> PASSAGE TO READ:

Building your alternative career in healthcare

You do not need to be a doctor or nurse to have a fulfilling career in the health industry.

Healthcare is an attractive sector for many people, as it is perceived to offer job security and a high salary. It is also the obvious choice for anyone who loves science and helping people.

The most highly visible professions within this sector are definitely physicians and nurses. As a result, plenty of students dream of careers in these fields. Unfortunately, these programs have become prohibitively difficult to enter as more and more students apply.

Nursing is already a competitive program in Manitoba and with Red River College axing 75 seats in its nursing school, students will be competing for fewer seats. Since grade point average (GPA) is the criteria for admittance, the minimum grade for entrance into Red River’s program is likely to increase.

Fortunately, these two occupations represent only a fraction of the career possibilities within healthcare. Canada’s National Occupational Classification lists 36 broad occupational unit groups within health.

This list is extensive, but not exhaustive. Occupations outside of direct service healthcare, such as epidemiology, health policy analysis or hospital social work are in other sections of this database. In reality, the list is even longer.

Do not limit yourself to two options. If you want to work in the health sector, research the diversity of training available to you.

Let’s explore some health occupations you could consider beyond medicine and registered nursing.

 

Dietitian

Dietitians are experts in healthy eating who create nutritional plans in line with their clients’ health goals, allergies or medical conditions.

They work in many settings including private practice, health care facilities, government and the food industry. If you love biology, chemistry and food, this could be an exciting job for you.

 

Occupational Therapist (OT)

This is the coolest job you have probably never heard of.

OTs support individuals in adapting their environments so they can continue to live their lives fully even if they have experienced a limitation to their functioning caused by physical disability, illness or a psychological concern.

Their work is varied, occurring in a multitude of settings with a diverse group of clients, making it difficult to explain.

As an example, an OT might support a client who has lost mobility in one arm in finding creative ways to cook, drive their car, dress or do their job.  They might also work in a psychiatric facility, supporting an individual with an eating disorder in engaging in social activities or grocery shopping.

 

Athletic Therapist (AT)

Though often confused with its more physical cousin, athletic therapy is a unique profession with distinct expertise and training.

ATs treat musculoskeletal injuries using taping, exercise and massage in a clinical setting or right on a sports field. This is a great profession for individuals who are interested in working in a hands-on healthcare job and who are fascinated by the human body.

 

Licenced Practical Nurse (LPN)

LPNs care for patients by monitoring therapies, administering medications and taking vitals.

They also teach patients and their families about health.

LPNs complete a two-year college program. Unlike the GPA competitions for entry into most bachelor of nursing programs, applicants to LPN programs, like the one at Assiniboine Community College, are admitted based on a lottery system.

This might be the perfect second chance for students struggling to be admitted to GPA-based programs.

If you decide you would like to further your education, you can eventually seek out an LPN to bachelor of nursing bridging program to become a registered nurse.

 

Physician Assistant (PA)

PAs provide healthcare services such as making diagnoses and planning health interventions under the supervision of a physician.

With a master of physician assistant studies, you can provide up to 75 per cent of primary care interventions without physician referral, including prescribing some medications.

 

Find more health jobs

Dig a little deeper and do your research: from the National Occupational Classification’s online job descriptions to healthcare job boards, you can find a plethora of opportunities in healthcare if you just seek them out.

For example, if you check out the Winnipeg Regional Health Authority’s job board, you will find over 400 posted positions covering all kinds of jobs, including social workers, audiologists, radiology technologists and more.

Healthcare is a diverse sector composed of workers with all kinds of specializations. Take a closer look and you might find something special.

> RECORD EXCERPTS:
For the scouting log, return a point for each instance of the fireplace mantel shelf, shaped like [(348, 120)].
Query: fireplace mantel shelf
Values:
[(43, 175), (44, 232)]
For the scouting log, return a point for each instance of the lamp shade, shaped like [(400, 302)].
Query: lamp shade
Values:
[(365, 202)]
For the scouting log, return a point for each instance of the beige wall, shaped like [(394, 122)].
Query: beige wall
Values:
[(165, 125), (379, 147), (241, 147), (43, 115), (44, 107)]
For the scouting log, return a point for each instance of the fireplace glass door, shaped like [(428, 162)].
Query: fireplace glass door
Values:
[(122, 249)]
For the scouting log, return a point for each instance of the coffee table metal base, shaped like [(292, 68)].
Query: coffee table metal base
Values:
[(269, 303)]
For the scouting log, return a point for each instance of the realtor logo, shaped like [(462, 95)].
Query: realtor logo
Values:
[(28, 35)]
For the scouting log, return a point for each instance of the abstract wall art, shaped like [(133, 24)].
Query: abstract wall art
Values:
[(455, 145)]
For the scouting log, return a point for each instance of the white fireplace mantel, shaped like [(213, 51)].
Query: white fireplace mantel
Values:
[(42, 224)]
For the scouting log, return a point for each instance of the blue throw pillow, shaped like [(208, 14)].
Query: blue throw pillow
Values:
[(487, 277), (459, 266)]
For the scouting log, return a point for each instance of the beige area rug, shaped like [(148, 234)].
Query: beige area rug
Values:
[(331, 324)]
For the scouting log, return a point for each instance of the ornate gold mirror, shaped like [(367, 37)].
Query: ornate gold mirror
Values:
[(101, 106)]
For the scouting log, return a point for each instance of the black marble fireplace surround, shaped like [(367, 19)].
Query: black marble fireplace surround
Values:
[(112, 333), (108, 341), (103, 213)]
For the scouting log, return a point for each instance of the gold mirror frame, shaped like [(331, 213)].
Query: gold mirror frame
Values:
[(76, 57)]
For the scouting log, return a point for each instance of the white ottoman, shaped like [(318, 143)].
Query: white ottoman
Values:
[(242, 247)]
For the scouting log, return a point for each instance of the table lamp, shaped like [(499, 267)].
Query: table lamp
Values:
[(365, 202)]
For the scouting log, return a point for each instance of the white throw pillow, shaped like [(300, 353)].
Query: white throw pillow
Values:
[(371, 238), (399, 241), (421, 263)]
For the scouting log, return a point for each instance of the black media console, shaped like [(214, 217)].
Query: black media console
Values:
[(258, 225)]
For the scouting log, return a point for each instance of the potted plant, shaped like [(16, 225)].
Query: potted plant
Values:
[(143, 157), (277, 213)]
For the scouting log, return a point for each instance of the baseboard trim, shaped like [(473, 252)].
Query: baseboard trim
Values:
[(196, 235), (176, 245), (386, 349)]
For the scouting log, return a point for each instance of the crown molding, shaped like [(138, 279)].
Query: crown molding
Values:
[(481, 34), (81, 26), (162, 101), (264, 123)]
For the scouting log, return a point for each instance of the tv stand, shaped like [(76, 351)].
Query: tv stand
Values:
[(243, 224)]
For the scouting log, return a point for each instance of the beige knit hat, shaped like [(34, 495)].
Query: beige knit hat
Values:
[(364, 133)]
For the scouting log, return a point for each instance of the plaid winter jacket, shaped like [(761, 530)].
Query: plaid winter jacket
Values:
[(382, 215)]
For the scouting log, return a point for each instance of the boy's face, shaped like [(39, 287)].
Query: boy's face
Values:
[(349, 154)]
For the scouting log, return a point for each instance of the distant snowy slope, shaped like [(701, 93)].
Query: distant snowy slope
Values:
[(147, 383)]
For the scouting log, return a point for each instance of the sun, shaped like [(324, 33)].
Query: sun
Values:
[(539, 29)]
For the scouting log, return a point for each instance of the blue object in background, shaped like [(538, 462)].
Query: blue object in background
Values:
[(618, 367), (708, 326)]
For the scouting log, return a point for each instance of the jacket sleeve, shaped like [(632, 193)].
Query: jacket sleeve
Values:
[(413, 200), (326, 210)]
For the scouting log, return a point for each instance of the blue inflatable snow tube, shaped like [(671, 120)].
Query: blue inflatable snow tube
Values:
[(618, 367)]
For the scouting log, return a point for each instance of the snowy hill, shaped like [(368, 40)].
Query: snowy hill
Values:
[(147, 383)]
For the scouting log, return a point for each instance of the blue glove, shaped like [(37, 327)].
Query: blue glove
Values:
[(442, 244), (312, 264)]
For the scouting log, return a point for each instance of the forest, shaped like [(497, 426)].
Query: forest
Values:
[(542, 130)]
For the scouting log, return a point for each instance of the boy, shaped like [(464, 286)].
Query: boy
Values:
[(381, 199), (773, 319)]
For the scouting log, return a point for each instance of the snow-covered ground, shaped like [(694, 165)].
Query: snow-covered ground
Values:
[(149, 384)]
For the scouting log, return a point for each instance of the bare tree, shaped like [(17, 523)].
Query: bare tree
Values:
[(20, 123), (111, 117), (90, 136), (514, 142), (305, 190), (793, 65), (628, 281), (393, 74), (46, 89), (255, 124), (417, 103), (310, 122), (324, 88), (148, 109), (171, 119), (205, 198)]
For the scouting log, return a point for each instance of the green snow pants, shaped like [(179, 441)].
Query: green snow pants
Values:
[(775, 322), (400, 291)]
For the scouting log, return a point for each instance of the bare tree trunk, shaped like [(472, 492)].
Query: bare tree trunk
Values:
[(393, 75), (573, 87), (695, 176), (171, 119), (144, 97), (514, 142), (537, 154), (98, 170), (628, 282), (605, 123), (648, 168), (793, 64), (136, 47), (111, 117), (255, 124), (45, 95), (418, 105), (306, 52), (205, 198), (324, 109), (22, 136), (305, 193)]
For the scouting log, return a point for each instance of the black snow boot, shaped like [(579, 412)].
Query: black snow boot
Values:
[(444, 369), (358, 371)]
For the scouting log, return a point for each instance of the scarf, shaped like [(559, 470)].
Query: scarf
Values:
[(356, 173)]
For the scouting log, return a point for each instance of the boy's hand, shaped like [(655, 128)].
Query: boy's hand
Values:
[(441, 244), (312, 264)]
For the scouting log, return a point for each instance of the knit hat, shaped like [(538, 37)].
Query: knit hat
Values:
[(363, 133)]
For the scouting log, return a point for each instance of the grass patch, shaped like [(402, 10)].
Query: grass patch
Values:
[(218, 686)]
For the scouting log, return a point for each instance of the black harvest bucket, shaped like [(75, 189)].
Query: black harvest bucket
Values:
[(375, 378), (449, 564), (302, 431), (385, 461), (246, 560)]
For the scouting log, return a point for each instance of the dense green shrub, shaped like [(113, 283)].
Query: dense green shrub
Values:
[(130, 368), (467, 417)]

> TASK DIRECTIONS:
From the article on alternative healthcare careers, list each occupation that gets its own heading and description.

> ANSWER FOR THE TASK:
Dietitian
Occupational Therapist (OT)
Athletic Therapist (AT)
Licenced Practical Nurse (LPN)
Physician Assistant (PA)